**Direction 1**
Count the lines in the records that contain the word "trousers", and reply with the number alone.

As far as climbing, in my area the bear bell is an appreciated tool to help minimize trail user conflicts. Yelling at people as you approach them from behind may be effective and an appreciated behavior elsewhere. I have no problem reminding people they are on a multi-use trail and that behavior that endangers other will not be tolerated. I've never had a negative encounter with an electric motorized bike rider on legal trails. I've had numerous issue with mountain bikers on legal trails. Again, very simple, Don't be a Dick.


----------



## 33red (Jan 5, 2016)

If you are slow, here it is again,
read post # 41 5 more times.
I see that subhuman category on all forms.
Last 19 years without a car, not taking the bus, i learned to survive
and so called humans puting my life at risk are many.
Walkers, joggers with both ears plugged on loud music
walking a small dog on a 33 feet leash on a cyclist path
roadies taking a pic with a cellphone than walking across the cycling path only looking at their friend
people in car leaving the mall, grocery store only looking 1 side and gunning it ready to run over me
the ones that pass you to turn 1/2 second later
off course i expect everyone to have dangerous behavior
i must to survive
believe me they are on Ebikes
by design the speed lovers might be on an Ebike
they might be in their bubble like most people in the train
totally unaware of their surrondings

i have an Ebike to get to the trail
i enjoy riding it in the woods
it might not last
maybe the look alike will get us banned
the illegals look like the legals
my assist stops at 32km-20mph
others modify and go faster


----------



## veloborealis (Oct 25, 2009)

Forest Rider said:


> How do we know the following rider was 'yelling' and not making himself heard from a distance as he was closing the gap, speaking loudly from the distance. Perceived as yelling.
> 
> The thread is about e-bike dislike and somewhat over-embellished. In my Opinion.
> 
> ...


On the other hand, why is it so hard for you to believe the OP that the ebiker was a being a douche. Maybe you prefer pro ebike "rants"?


----------



## exodus1500 (Jun 5, 2010)

**The data**
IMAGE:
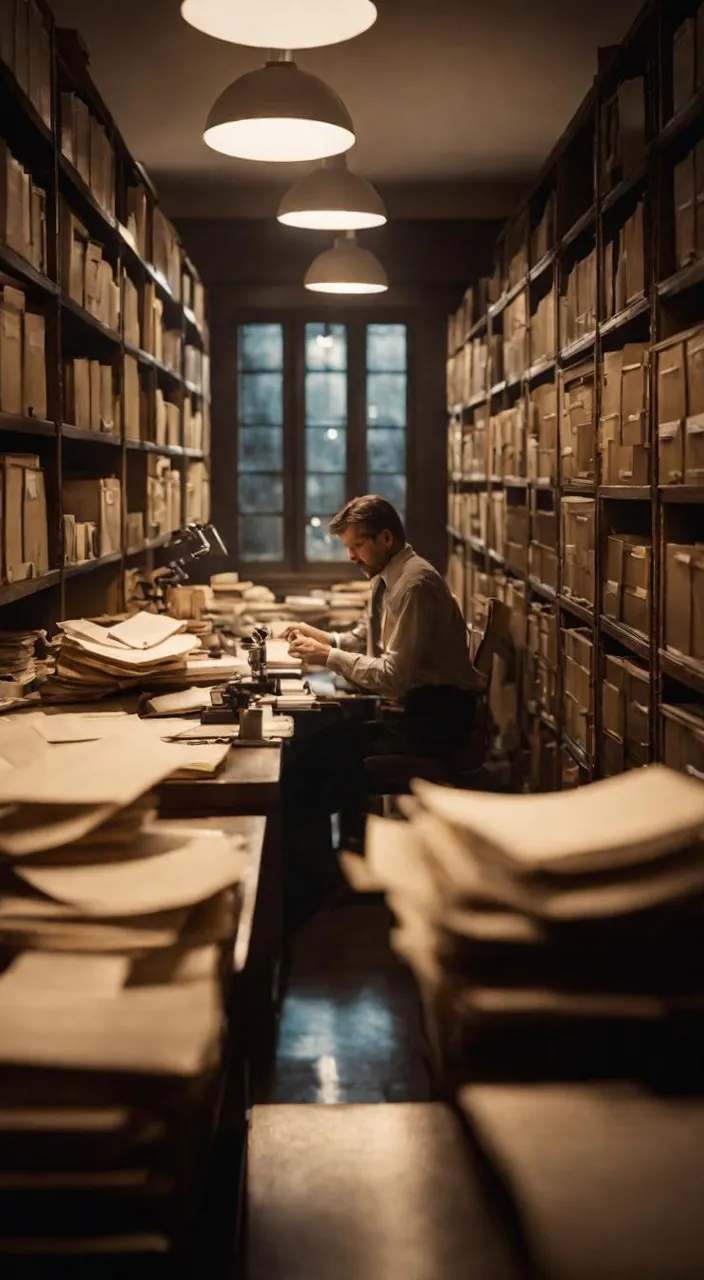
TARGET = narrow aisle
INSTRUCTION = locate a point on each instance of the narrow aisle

...

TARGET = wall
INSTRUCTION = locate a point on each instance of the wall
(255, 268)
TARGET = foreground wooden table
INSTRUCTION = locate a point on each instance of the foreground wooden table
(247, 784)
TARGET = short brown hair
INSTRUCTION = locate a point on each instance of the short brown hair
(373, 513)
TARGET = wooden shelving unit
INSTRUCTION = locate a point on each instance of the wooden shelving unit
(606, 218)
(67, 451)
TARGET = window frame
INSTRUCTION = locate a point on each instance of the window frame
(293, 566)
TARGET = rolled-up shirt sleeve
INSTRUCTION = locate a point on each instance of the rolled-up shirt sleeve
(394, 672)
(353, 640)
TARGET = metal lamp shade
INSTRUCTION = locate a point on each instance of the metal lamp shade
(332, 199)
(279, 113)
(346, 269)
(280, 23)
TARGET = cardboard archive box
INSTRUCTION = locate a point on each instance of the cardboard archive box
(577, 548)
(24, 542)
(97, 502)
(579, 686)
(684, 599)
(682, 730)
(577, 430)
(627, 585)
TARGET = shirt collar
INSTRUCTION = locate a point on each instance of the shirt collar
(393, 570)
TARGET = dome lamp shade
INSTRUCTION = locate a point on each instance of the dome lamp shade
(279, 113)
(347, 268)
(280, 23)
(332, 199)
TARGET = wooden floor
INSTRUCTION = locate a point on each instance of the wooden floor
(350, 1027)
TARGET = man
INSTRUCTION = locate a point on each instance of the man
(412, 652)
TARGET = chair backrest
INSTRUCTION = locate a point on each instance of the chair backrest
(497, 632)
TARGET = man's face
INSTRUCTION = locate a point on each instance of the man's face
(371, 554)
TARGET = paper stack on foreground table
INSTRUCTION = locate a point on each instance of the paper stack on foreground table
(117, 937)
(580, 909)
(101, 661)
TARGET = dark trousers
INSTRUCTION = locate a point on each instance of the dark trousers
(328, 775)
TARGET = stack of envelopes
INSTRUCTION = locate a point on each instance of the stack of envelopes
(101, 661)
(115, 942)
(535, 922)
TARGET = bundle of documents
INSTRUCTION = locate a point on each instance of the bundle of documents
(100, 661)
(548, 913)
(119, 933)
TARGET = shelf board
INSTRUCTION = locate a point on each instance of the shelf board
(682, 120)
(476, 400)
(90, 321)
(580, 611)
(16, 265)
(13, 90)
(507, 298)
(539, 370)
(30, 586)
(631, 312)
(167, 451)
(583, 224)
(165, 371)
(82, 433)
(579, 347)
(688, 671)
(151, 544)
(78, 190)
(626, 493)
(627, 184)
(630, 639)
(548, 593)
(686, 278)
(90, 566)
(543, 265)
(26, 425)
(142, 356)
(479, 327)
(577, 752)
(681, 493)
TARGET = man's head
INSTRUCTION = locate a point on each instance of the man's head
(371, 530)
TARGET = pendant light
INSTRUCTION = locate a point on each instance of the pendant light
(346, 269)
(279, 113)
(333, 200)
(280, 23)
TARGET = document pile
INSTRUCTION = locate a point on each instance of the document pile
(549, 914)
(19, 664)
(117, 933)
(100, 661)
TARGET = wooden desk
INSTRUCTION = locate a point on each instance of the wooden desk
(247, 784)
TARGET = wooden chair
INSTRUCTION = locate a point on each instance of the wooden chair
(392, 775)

**Direction 2**
Continue the forum discussion about e-bikes on shared trails from its last line.

**Written answer 1**
2

**Written answer 2**
chazpat said:


> I also don't like it when I come up behind a rider and they pull over and stop to let me by rather than waiting a short time for a spot where it's a bit wider and slowing down while I pass as I feel like I disrupted their ride. Likewise, if someone comes up behind me, I tell them to come by when they have a chance and then look for a place to let them get by without me having to stop. I'm not going to stop for someone if I'm climbing where I can't restart.
> 
> When I'm on my ss, I'll fall back some if approaching another rider when approaching a steep climb so that I don't run up on them. I would not expect them to stop.


I love you. That is all.


----------



## hikerdave (Mar 8, 2006)

veloborealis said:


> On the other hand, why is it so hard for you to believe the OP that the ebiker was a being a douche. Maybe you prefer pro ebike "rants"?


I occasionally see douche behavior from mountain bikers. Unfortunately that's not a great defense of eBikes; most of us who ride eBikes used to or still do ride human-powered bikes. People here in the Phoenix area are starting to take mountain bike access for granted, and that could easily spill over into the eBike population. It takes a little more self-discipline to ride an eBike responsibly more of the time since fatigue and heat are less limiting.

I'm pretty sure that Phillbo is an eBike 'skeptic' to put it mildly, but I have no doubt that he was thrown off his groove by egregious behavior from an eBiker. Hopefully behavior towards hikers is better; I've noticed far more courtesy from mountain bikers when I'm walking than when I'm riding; we treat each other very badly on the trail.


----------



## Gutch (Dec 17, 2010)

Phillbo said:


> Not an eBike rant. I did not even know he was on an eBike until after I stepped off the trail to let him by... Thats when I realized he was a douche.
> 
> Put it this way, he was being aggressive enough that I was concerned I was in the wrong and stepped off to let him go....
> 
> ...


BFD. You got blown off the trail? First time? Ebike or not I'm sure almost all of us have had this happen. Stop your Ebike hate, in an ebike forum. A) Ride faster and get your slow butt up the hill, or B) jump on an emtb and ride the pace. Just saying...


----------



## Crankout (Jun 16, 2010)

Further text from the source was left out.